[GIVEN INFORMATION — start]
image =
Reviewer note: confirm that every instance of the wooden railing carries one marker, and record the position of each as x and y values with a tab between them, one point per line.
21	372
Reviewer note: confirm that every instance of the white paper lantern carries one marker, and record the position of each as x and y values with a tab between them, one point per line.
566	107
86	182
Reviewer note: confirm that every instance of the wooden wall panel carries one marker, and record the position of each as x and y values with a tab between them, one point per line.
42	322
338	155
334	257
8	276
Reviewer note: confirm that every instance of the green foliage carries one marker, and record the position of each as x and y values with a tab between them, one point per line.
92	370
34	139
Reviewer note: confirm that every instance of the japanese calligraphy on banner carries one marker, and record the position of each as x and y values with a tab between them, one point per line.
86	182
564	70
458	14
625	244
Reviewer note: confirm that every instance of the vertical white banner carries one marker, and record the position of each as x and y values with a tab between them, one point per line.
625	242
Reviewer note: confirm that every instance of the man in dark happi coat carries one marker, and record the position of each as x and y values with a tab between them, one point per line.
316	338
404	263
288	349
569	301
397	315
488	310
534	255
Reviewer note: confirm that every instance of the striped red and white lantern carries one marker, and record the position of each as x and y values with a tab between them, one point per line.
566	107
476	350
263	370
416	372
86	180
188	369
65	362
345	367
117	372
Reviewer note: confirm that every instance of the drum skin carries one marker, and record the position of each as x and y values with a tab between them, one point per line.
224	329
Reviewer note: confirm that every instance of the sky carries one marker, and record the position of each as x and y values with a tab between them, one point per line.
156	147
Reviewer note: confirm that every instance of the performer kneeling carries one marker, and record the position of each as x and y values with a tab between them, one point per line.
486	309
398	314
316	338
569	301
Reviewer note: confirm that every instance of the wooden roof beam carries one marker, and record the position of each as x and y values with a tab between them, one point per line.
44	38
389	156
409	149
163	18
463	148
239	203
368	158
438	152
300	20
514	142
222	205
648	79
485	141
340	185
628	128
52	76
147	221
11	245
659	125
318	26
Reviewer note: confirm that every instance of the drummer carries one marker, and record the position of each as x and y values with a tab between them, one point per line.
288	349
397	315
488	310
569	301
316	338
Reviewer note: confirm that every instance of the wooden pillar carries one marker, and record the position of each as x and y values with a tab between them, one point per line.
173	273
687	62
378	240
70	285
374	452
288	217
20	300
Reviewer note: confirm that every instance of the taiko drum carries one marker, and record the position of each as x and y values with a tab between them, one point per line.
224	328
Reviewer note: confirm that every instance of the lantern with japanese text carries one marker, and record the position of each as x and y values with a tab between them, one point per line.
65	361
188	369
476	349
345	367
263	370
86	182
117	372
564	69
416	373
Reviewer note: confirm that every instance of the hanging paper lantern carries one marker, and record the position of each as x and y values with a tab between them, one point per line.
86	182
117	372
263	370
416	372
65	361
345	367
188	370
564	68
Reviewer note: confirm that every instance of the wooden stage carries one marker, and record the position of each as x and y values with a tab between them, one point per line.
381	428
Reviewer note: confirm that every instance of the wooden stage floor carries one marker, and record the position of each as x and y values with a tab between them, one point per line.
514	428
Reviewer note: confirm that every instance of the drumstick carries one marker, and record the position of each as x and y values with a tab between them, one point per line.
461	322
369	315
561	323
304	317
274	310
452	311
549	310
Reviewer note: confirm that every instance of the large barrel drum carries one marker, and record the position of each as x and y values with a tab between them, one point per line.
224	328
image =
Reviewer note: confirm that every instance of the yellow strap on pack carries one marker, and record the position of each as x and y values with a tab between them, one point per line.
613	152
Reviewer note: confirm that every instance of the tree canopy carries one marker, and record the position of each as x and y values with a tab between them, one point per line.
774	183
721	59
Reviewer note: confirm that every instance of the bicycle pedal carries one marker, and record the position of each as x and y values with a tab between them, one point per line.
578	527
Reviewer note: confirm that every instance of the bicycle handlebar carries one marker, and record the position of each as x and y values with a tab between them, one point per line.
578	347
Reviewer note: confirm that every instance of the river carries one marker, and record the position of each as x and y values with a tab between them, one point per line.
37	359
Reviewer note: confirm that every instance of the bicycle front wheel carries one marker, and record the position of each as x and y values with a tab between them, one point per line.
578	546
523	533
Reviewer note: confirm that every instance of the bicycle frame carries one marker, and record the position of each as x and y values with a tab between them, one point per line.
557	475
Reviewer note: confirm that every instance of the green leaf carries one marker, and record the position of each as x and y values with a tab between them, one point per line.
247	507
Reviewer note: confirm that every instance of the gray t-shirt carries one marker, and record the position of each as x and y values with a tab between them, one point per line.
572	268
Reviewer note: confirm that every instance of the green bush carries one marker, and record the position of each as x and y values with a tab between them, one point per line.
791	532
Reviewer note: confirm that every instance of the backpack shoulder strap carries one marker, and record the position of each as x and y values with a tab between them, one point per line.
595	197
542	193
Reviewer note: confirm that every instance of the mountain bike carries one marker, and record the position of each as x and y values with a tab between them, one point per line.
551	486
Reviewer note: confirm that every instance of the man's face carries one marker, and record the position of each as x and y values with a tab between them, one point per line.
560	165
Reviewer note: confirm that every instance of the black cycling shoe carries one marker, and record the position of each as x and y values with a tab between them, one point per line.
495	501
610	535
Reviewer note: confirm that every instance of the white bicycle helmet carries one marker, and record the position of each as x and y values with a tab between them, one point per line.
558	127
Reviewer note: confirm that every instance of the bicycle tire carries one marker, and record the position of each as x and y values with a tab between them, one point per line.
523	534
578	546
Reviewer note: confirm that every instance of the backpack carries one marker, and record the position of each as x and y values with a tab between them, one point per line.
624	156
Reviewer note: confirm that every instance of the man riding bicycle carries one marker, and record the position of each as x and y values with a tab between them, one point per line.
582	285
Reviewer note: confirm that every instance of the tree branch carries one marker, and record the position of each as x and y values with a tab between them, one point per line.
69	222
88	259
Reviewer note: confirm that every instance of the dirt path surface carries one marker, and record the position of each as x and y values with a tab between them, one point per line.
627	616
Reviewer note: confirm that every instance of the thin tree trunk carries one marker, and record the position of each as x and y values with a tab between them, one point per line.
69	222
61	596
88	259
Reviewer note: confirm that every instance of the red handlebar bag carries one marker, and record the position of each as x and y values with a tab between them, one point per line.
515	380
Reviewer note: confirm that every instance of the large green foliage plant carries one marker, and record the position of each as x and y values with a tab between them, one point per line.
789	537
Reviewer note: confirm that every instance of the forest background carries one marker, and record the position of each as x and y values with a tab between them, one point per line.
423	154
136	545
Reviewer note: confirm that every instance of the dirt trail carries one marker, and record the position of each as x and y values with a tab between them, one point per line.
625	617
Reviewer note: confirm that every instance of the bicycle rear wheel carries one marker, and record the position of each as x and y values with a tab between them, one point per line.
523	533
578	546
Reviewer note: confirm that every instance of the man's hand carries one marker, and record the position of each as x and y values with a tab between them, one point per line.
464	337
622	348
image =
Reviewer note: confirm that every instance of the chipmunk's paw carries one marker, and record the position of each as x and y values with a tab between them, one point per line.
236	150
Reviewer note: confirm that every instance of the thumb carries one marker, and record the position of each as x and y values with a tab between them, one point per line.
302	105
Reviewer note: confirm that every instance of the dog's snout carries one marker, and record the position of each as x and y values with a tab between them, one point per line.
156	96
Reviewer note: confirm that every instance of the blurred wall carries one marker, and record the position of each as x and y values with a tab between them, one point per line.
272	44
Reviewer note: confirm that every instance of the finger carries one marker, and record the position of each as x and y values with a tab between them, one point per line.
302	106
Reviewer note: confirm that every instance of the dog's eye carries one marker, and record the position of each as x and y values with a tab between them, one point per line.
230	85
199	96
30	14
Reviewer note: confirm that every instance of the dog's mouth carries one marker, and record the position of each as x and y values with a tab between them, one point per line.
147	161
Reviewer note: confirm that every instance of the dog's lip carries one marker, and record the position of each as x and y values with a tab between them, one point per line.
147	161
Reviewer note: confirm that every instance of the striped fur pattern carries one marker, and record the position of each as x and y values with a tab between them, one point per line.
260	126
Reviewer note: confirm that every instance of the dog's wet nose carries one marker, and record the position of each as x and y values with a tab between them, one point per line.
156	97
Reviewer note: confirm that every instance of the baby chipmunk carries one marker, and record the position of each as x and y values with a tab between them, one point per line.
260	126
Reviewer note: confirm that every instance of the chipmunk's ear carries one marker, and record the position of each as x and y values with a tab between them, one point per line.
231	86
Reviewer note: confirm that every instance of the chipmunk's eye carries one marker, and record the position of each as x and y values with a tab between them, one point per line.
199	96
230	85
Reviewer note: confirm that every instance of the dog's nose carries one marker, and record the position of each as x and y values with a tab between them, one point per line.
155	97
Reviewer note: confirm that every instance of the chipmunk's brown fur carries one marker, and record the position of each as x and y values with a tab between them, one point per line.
[GIVEN INFORMATION — finish]
EXERCISE AIM »
Beginning with the line that holds "Reviewer note: confirm that every instance of the dog's mouth", please return every line through the end of the data, exactly as written.

OUTPUT FOR THIS EXERCISE »
Reviewer note: confirm that every instance of the dog's mouth carries one marker, and record the position of each as x and y values with a tab between them, one point per line.
147	161
Reviewer note: confirm that every instance of the dog's lip carries one marker, and record the position of each as x and y values with a tab between them, one point per line.
147	161
Reviewer note: confirm that every instance of the striped fur pattern carries one marker, and record the position of each as x and y values with a tab between them, one point per line.
260	126
Reviewer note: confirm that every instance of the dog's wet nose carries one marker, and record the position of each as x and y values with a tab between them, one point per line.
156	97
Reviewer note: confirm that every instance of the baby chipmunk carries one marker, and record the position of each as x and y values with a tab between them, one point per line.
260	126
Reviewer note: confirm that every instance of the chipmunk's ear carries one marker, and record the position of each as x and y values with a tab between them, one point per line.
231	86
Reviewer note: confirm that every instance of the chipmunk's eye carries one marker, and record the position of each as x and y values with a tab between them, one point per line.
199	96
230	85
Reviewer note: confirm that every instance of the dog's nose carries one marker, and record the position of each as x and y values with a tab between them, one point per line.
155	97
Reviewer note: confirm that every instance of the chipmunk's brown fur carries one marker, and record the position of each as x and y values with a tab between them, one point per line.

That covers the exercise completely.